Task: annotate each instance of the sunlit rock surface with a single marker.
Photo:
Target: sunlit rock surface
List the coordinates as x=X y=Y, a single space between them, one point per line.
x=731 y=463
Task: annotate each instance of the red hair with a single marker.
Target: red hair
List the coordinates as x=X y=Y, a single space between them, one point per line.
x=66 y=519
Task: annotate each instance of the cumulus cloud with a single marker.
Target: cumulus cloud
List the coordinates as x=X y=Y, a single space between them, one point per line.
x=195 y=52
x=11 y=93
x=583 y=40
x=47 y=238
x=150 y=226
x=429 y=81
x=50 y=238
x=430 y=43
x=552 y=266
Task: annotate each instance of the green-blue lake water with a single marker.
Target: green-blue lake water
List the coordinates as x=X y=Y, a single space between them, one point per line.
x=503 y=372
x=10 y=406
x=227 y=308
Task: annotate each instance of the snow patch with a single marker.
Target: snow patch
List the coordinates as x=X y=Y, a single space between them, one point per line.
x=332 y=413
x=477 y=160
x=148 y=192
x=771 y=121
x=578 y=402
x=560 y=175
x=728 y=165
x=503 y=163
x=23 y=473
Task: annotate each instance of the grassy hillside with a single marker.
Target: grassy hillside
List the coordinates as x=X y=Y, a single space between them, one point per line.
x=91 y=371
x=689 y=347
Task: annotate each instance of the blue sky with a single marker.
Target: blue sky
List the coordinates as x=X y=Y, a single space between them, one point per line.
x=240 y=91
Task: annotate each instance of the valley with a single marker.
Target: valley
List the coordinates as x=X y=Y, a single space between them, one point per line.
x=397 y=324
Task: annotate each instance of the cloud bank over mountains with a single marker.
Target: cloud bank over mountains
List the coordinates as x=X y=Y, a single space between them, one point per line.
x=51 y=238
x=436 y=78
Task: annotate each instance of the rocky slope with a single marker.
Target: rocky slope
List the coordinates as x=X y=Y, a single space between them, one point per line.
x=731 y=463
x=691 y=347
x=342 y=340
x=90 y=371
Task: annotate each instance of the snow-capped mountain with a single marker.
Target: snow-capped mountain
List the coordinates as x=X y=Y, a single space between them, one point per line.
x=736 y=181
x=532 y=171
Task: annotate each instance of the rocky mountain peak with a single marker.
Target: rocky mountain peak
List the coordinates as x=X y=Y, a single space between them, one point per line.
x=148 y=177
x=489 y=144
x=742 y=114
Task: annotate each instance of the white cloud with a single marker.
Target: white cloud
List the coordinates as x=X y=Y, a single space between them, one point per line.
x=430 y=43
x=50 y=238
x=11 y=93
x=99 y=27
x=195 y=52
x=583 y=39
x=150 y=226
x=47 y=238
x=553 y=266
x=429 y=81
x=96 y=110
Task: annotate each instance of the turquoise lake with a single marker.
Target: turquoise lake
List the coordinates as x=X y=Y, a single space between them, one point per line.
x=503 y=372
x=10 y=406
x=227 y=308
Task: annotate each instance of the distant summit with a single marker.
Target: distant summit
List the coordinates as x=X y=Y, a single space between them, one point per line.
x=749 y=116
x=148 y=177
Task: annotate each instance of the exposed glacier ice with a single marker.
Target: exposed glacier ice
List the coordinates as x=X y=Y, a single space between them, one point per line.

━━━━━━━━━━━━━━━━━━━━━━━━━━━━━━

--- Exercise directions ---
Could you please give the number of lines in the data above that contain the word "snow"? Only the number is needed.

--- Solution to this exercise ---
4